:: What is being asked ::
Provide an exact transcription of all the records.

>> Start Data shown

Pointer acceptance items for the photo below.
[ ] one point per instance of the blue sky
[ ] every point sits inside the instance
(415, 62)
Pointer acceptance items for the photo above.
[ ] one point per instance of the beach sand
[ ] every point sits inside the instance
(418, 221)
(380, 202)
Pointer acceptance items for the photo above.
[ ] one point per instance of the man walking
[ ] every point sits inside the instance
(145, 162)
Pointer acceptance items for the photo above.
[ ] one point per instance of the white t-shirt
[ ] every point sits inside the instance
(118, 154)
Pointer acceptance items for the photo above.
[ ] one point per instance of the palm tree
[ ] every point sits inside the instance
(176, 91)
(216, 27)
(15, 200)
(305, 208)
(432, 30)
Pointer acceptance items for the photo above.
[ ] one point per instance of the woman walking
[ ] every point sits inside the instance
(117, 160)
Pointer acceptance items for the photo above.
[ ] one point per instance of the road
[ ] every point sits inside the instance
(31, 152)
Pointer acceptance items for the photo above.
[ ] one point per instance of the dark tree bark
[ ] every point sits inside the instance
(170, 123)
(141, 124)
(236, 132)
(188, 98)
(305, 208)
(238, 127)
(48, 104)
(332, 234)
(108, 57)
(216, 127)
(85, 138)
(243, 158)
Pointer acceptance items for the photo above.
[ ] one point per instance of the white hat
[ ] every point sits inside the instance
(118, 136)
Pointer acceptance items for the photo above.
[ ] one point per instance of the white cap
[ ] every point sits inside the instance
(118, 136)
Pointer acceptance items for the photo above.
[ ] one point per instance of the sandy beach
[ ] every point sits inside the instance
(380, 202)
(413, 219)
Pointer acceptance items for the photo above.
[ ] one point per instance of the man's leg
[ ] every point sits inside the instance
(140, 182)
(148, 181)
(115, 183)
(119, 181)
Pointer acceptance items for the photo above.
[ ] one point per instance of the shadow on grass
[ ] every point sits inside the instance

>> End Data shown

:: Task result ::
Pointer acceptance items for the photo below.
[ ] one point per instance of the blue sky
[ ] every point sits inside the instance
(415, 62)
Pointer acceptance items for the photo above.
[ ] one point per instance of the beach sand
[ ] every point sits inside the instance
(418, 221)
(380, 202)
Pointer acceptance items for the photo above.
[ ] one point per instance of the man walking
[ ] every point sits inside the instance
(145, 162)
Pointer acceptance items for the photo above.
[ ] one point per instance of the white t-shirt
[ ] every point sits inside the instance
(118, 154)
Pointer acceptance items for the photo above.
[ ] one point per instance of the palm tree
[ ] every point sits inside the instance
(176, 91)
(216, 27)
(15, 200)
(305, 208)
(432, 30)
Pointer acceptance items for the photo above.
[ ] one point per instance of the woman walking
[ ] every point sits inside the instance
(117, 160)
Pointer acceptance items for the photo above.
[ ] one point per instance of the road
[ ] every point sits inside the instance
(31, 152)
Pointer acceptance items for the photo above.
[ ] one point per instance of the dark tree bark
[ ] every point sits inside the instance
(170, 123)
(141, 124)
(236, 132)
(188, 98)
(305, 208)
(238, 127)
(48, 104)
(332, 234)
(108, 57)
(216, 127)
(85, 138)
(243, 158)
Pointer acceptance items for the photo above.
[ ] one point per instance of the white hat
[ ] every point sits inside the instance
(118, 136)
Pointer acceptance items for the photo above.
[ ] one point per instance of the white cap
[ ] every point sits inside the instance
(118, 136)
Pointer acceptance items for the photo above.
[ ] one point per instance of the sandy beach
[ ] every point sits inside the instance
(380, 202)
(413, 219)
Pointer acceptance items for the photo above.
[ ] one point per instance of the man's leg
[ ] every point sits inside the instance
(140, 182)
(148, 181)
(115, 183)
(119, 181)
Pointer acceptance items for the photo above.
[ ] one point per instance of the shadow on grass
[ ] every point sits inside the instance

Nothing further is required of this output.